__Location identification items__:
>> begin

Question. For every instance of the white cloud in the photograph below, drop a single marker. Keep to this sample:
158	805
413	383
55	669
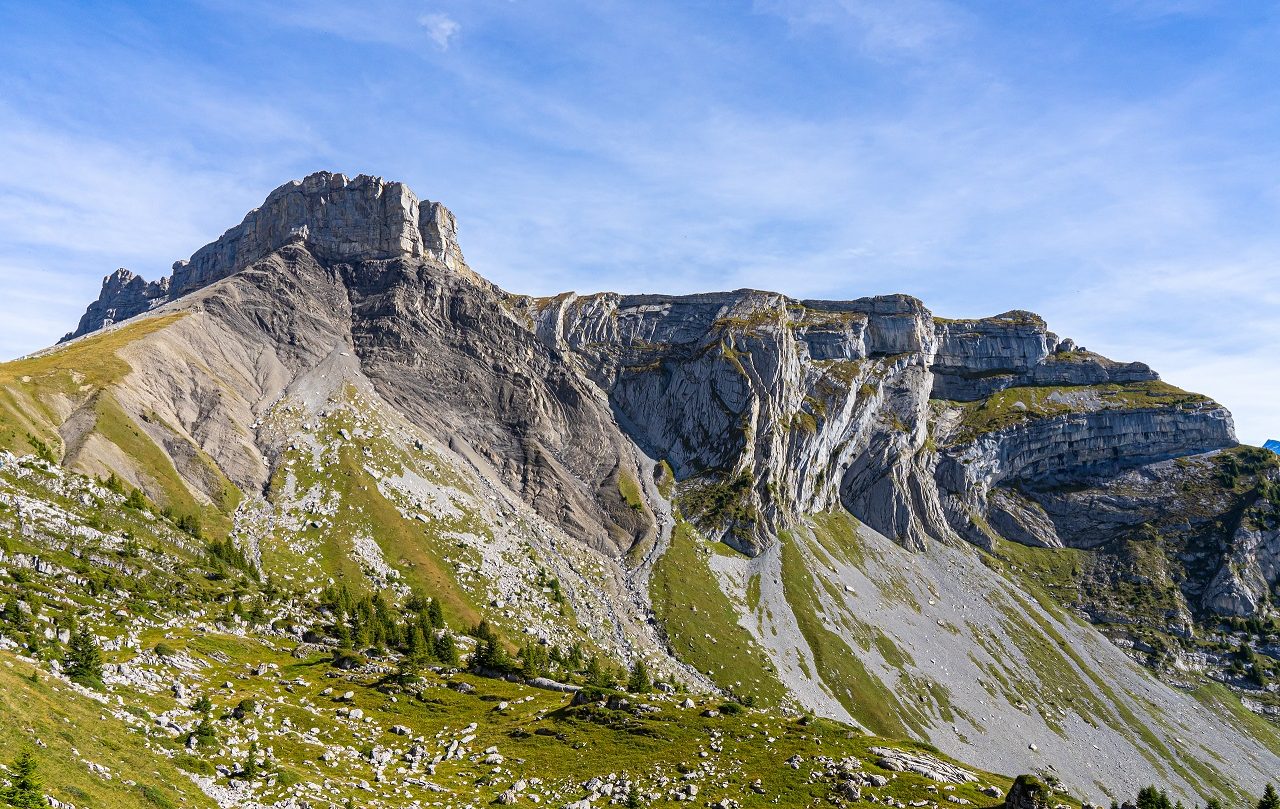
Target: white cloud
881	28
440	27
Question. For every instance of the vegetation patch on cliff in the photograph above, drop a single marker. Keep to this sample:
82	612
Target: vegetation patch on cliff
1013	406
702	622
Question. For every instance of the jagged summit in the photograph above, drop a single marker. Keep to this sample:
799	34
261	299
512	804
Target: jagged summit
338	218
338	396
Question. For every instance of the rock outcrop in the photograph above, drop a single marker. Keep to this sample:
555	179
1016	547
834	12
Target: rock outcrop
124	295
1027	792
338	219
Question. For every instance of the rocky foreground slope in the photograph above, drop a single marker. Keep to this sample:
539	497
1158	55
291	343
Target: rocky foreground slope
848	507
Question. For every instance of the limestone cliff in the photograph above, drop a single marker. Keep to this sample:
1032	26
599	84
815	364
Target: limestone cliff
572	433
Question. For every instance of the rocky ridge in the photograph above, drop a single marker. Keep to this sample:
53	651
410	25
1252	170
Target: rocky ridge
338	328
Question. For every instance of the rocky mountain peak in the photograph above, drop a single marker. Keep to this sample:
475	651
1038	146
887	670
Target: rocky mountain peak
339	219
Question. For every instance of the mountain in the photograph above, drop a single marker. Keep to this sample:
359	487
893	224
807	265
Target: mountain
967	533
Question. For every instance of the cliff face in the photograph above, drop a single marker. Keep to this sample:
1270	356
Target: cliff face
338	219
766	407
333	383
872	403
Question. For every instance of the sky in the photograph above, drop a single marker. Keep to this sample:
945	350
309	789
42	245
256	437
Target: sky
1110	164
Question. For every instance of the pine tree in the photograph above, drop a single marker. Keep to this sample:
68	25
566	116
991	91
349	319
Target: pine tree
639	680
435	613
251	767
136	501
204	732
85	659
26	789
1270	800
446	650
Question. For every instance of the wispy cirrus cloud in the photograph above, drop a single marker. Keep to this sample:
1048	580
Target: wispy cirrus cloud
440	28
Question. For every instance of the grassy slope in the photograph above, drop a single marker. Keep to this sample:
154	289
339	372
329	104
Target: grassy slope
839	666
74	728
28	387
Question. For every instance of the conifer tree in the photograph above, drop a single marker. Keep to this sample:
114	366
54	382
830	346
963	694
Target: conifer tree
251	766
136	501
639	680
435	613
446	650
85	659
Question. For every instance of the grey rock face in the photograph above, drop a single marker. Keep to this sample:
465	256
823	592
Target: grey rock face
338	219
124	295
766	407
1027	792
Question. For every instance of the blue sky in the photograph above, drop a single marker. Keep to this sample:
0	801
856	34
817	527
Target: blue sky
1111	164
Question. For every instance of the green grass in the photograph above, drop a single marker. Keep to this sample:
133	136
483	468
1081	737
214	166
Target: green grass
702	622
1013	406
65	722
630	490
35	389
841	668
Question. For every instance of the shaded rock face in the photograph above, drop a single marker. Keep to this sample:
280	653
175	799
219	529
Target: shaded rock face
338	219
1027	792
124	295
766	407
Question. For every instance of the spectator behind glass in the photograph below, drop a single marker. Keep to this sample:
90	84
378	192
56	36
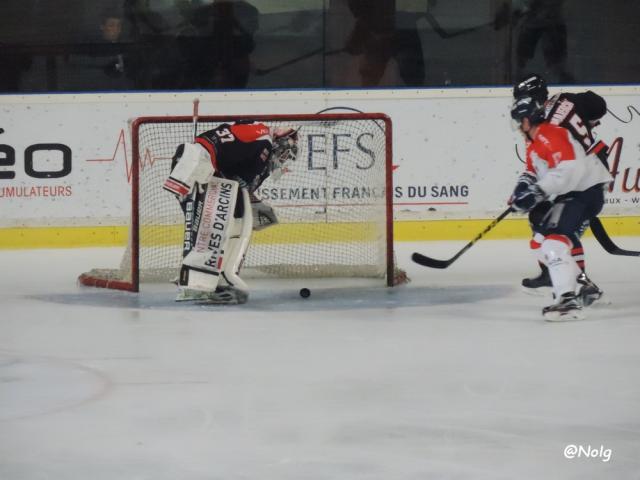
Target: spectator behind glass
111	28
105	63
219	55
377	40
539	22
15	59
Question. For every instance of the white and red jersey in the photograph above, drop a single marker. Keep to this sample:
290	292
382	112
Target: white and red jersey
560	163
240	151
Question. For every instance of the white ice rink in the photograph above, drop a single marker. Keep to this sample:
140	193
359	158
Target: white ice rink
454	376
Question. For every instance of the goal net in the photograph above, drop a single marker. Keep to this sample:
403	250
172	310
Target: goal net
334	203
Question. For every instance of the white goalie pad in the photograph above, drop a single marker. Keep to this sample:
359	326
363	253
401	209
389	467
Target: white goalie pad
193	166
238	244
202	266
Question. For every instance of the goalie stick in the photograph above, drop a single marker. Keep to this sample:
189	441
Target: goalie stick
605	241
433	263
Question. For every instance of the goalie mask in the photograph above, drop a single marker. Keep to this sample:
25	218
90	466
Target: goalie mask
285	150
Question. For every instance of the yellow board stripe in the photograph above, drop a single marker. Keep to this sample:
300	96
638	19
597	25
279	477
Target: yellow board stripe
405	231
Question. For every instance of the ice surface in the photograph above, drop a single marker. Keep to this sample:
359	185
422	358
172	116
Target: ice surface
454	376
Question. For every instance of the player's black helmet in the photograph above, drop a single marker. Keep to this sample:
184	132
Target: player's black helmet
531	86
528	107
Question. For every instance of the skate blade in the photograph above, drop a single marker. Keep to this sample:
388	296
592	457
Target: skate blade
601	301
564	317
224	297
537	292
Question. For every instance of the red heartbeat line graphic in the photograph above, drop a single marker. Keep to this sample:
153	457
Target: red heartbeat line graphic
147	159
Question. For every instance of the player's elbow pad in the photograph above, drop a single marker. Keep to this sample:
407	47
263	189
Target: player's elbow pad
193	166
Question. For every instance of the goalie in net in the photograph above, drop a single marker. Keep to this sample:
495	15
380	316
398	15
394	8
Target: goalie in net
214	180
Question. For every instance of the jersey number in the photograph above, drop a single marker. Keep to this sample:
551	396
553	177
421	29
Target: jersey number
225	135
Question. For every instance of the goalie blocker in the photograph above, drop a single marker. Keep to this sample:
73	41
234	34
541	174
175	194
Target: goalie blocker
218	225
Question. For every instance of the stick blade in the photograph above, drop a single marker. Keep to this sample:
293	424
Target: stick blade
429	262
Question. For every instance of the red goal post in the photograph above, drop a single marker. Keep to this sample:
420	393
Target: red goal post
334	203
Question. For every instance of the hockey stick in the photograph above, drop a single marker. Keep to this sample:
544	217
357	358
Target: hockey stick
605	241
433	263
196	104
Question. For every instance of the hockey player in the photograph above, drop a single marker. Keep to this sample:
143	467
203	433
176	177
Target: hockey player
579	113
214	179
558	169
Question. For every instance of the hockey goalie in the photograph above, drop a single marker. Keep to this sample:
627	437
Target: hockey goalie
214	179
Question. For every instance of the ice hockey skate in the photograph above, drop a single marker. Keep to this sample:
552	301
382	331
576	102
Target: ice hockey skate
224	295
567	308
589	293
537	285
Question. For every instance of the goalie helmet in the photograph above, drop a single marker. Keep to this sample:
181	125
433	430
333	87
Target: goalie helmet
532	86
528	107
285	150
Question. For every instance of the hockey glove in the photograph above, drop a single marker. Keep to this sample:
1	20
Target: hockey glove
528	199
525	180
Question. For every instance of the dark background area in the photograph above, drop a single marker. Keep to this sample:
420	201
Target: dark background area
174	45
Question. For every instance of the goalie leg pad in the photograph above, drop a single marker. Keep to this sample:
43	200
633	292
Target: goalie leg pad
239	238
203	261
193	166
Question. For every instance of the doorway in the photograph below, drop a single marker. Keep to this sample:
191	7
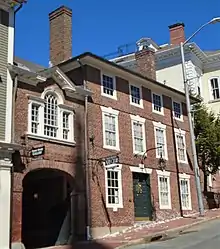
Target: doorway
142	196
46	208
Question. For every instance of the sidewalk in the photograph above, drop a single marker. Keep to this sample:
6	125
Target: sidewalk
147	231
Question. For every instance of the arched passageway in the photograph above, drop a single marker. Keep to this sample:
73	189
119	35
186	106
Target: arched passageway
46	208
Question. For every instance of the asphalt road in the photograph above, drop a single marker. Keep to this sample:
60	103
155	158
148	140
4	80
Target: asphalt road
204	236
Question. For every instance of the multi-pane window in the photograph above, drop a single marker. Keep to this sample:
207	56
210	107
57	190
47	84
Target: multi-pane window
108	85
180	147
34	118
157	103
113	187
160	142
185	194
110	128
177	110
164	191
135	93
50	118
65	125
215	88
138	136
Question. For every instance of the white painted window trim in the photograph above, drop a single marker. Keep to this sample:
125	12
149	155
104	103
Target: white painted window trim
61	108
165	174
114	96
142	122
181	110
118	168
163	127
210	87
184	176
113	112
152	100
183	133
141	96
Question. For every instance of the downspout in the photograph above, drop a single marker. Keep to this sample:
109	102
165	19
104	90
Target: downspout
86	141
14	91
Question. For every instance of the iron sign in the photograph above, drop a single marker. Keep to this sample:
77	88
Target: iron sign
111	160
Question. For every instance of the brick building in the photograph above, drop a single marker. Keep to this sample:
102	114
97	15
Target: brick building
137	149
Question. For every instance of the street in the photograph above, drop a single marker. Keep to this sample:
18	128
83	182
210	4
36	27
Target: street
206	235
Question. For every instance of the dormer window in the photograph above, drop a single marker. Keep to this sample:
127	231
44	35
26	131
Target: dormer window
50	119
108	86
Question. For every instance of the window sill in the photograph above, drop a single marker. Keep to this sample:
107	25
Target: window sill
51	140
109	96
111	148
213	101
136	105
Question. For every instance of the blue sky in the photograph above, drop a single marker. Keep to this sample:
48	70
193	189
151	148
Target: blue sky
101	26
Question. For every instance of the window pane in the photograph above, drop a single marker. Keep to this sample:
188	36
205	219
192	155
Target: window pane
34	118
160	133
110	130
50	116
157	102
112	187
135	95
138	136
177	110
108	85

>> end

Every line from the one containing "Question. For every instance of the window sill" through the last line of the entries must be written out verbatim, and no other line.

__THE RESPONSE__:
Question. For every instance of the window sill in the photograph above, drop a single marker. Keep to this sample:
107	25
Target: window sill
51	140
109	96
111	148
213	101
136	105
Question. For every instance of the blue sky in the photograph above, drop a single marker. Keep to this sample:
48	70
193	189
151	148
Target: blue sky
101	26
Question. For every instance of the window pane in the photograph above, drop a single marker. Keep to this sample:
188	36
205	219
192	155
Target: window pane
34	118
160	133
110	130
50	116
157	102
112	187
135	95
138	136
177	110
108	85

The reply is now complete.